## TEXT PROVIDED
....
I know there are ways to construct a tree from pre-order traversal (as an array). The more common question is to construct it, given the inorder and pre-order traversals. In this case, although the inorder traversal is redundant, it definitely makes things easier. Can anybody give me an idea how to do it for a post-order traversal? Both iterative and recursive solutions are required.

I tried to do it iteratively using stack, but couldn't at all get the logic right, so got a horrible messy tree. Same went for recursion.

If you have an array from a post-order traversal of a BST, you know that the root is the last element of the array. The left child of the root takes up the first part of the array, and consists of entries smaller than the root. Then follows the right child, consisting of elements larger than the root. (Both children may be empty).

________________________________
|             |              |R|
--------------------------------
 left child     right child   root

So the main problem is to find the point where the left child ends and the right begins.

Both children are also obtained from their post-order traversal, so constructing them is done in the same way, recursively.

BST fromPostOrder(value[] nodes) {
    // No nodes, no tree
    if (nodes == null) return null;
    return recursiveFromPostOrder(nodes, 0,  nodes.length - 1);
}

// Construct a BST from a segment of the nodes array
// That segment is assumed to be the post-order traversal of some subtree
private BST recursiveFromPostOrder(value[] nodes, 
                                   int leftIndex, int rightIndex) {
    // Empty segment -> empty tree
    if (rightIndex < leftIndex) return null;
    // single node -> single element tree
    if (rightIndex == leftIndex) return new BST(nodes[leftIndex]);

    // It's a post-order traversal, so the root of the tree 
    // is in the last position
    value rootval = nodes[rightIndex];

    // Construct the root node, the left and right subtrees are then 
    // constructed in recursive calls, after finding their extent
    BST root = new BST(rootval);

    // It's supposed to be the post-order traversal of a BST, so
    // * left child comes first
    // * all values in the left child are smaller than the root value
    // * all values in the right child are larger than the root value
    // Hence we find the last index in the range [leftIndex .. rightIndex-1]
    // that holds a value smaller than rootval
    int leftLast = findLastSmaller(nodes, leftIndex, rightIndex-1, rootval);

    // The left child occupies the segment [leftIndex .. leftLast]
    // (may be empty) and that segment is the post-order traversal of it
    root.left = recursiveFromPostOrder(nodes, leftIndex, leftLast);

    // The right child occupies the segment [leftLast+1 .. rightIndex-1]
    // (may be empty) and that segment is the post-order traversal of it
    root.right = recursiveFromPostOrder(nodes, leftLast + 1, rightIndex-1);

    // Both children constructed and linked to the root, done.
....
## WHAT TO PRODUCE
Pick up the thread on rebuilding a BST from its post-order traversal after its last line and carry it on from there.
....
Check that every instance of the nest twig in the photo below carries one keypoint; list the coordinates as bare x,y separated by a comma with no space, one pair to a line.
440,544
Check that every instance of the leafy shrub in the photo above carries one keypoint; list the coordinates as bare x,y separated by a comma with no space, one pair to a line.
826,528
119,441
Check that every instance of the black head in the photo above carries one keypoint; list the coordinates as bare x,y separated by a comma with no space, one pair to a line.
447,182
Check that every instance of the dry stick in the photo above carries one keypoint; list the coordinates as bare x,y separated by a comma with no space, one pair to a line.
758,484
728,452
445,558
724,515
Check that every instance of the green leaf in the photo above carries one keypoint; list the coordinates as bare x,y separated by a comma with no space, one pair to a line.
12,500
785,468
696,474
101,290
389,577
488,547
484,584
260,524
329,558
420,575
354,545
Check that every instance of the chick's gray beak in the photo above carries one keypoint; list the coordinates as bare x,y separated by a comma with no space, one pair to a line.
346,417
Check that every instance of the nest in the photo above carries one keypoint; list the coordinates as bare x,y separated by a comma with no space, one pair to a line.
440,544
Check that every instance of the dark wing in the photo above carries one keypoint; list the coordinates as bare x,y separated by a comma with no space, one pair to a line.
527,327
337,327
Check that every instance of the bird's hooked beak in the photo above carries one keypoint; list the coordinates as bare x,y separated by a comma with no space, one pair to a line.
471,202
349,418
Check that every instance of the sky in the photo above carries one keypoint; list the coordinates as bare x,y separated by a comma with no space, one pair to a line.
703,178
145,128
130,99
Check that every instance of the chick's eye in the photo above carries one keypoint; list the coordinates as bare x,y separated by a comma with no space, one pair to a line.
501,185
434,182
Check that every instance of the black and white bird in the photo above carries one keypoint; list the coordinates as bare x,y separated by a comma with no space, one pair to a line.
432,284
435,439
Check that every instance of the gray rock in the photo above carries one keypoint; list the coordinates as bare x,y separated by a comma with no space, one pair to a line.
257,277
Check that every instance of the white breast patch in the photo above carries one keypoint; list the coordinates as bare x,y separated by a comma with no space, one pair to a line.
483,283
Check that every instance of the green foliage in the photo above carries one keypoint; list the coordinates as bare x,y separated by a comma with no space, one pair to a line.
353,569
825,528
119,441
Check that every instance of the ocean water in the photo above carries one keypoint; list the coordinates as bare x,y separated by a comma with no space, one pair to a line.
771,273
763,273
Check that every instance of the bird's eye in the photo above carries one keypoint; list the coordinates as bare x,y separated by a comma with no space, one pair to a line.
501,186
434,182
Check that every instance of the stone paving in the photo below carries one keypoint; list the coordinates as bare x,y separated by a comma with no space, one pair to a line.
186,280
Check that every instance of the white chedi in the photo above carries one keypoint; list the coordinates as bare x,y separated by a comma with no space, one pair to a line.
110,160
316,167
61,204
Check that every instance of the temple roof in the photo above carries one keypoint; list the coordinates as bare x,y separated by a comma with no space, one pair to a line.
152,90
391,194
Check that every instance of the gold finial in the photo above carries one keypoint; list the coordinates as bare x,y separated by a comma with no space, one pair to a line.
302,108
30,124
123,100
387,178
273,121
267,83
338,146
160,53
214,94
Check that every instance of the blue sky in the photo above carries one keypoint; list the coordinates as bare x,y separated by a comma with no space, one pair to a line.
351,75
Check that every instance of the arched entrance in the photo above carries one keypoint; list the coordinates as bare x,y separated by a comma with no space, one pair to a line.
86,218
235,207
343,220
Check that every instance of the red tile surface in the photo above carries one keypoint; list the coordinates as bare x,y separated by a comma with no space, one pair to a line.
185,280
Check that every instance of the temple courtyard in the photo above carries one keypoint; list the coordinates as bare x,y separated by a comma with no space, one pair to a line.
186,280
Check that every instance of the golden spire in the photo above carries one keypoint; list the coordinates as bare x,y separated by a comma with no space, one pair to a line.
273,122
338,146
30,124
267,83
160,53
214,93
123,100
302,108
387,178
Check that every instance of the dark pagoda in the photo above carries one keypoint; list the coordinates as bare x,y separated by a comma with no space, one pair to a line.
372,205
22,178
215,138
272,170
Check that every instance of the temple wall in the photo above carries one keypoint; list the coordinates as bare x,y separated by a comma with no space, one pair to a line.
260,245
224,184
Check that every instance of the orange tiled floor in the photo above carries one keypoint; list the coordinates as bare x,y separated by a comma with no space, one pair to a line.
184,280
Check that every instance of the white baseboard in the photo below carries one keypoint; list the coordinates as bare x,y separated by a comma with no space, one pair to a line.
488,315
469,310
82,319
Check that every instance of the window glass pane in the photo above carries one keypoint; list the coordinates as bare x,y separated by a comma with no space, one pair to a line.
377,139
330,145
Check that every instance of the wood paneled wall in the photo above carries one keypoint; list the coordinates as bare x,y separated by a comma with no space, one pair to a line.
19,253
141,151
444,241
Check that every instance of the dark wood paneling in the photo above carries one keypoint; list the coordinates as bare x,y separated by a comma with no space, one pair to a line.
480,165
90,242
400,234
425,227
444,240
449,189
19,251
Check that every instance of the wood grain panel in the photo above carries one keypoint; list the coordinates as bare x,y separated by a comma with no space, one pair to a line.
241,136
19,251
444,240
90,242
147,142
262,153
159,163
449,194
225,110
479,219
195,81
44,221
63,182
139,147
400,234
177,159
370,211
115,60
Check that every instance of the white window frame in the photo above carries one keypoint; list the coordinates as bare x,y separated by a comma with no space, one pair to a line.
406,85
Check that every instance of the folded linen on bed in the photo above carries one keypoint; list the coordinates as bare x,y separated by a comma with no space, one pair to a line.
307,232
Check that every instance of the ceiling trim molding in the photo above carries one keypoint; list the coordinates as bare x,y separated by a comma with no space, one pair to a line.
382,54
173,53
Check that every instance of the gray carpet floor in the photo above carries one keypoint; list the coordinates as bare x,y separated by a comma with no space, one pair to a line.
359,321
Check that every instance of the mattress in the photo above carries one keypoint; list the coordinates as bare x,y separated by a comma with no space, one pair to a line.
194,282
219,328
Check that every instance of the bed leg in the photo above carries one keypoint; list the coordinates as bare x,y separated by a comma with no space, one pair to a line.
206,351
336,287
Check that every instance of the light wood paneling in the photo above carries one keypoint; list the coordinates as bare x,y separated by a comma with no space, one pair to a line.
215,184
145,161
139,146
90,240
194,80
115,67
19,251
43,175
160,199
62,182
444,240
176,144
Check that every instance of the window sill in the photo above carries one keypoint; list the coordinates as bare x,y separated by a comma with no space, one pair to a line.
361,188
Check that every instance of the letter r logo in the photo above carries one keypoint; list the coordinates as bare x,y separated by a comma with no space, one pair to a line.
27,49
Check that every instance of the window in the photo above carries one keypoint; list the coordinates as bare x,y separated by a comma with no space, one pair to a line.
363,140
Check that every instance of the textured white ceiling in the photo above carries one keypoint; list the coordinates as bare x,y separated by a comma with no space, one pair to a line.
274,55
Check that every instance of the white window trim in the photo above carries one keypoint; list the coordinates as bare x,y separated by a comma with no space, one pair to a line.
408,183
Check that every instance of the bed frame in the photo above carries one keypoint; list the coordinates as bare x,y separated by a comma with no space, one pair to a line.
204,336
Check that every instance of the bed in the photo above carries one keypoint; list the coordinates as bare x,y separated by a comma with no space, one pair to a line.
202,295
....
## TASK ANSWER
    return root;
}

// find the last index of a value smaller than cut in a segment of the array
// using binary search
// supposes that the segment contains the concatenation of the post-order
// traversals of the left and right subtrees of a node with value cut,
// in particular, that the first (possibly empty) part of the segment contains
// only values < cut, and the second (possibly empty) part only values > cut
private int findLastSmaller(value[] nodes, int first, int last, value cut) {

    // If the segment is empty, or the first value is larger than cut,
    // by the assumptions, there is no value smaller than cut in the segment,
    // return the position one before the start of the segment
    if (last < first || nodes[first] > cut) return first - 1;

    int low = first, high = last, mid;

    // binary search for the last index of a value < cut
    // invariants: nodes[low] < cut 
    //             (since cut is the root value and a BST has no dupes)
    // and nodes[high] > cut, or (nodes[high] < cut < nodes[high+1]), or
    // nodes[high] < cut and high == last, the latter two cases mean that
    // high is the last index in the segment holding a value < cut
    while (low < high && nodes[high] > cut) {

        // check the middle of the segment
        // In the case high == low+1 and nodes[low] < cut < nodes[high]
        // we'd make no progress if we chose mid = (low+high)/2, since that
        // would then be mid = low, so we round the index up instead of down
        mid = low + (high-low+1)/2;

        // The choice of mid guarantees low < mid <= high, so whichever
        // case applies, we will either set low to a strictly greater index
        // or high to a strictly smaller one, hence we won't become stuck.
        if (nodes[mid] > cut) {
            // The last index of a value < cut is in the first half
            // of the range under consideration, so reduce the upper
            // limit of that. Since we excluded mid as a possible
            // last index, the upper limit becomes mid-1
            high = mid-1;
        } else {
            // nodes[mid] < cut, so the last index with a value < cut is
            // in the range [mid .. high]
            low = mid;
        }
    }
    // now either low == high or nodes[high] < cut and high is the result
    // in either case by the loop invariants
    return high;
}

You don't really need the inorder traversal. There's a simple way to reconstruct the tree given only the post-order traversal:

1. Take the last element in the input array. This is the root.
2. Loop over the remaining input array looking for the point where the elements change from being smaller than the root to being bigger. Split the input array at that point. This can also be done with a binary search algorithm.
3. Recursively reconstruct the subtrees from those two sub-arrays.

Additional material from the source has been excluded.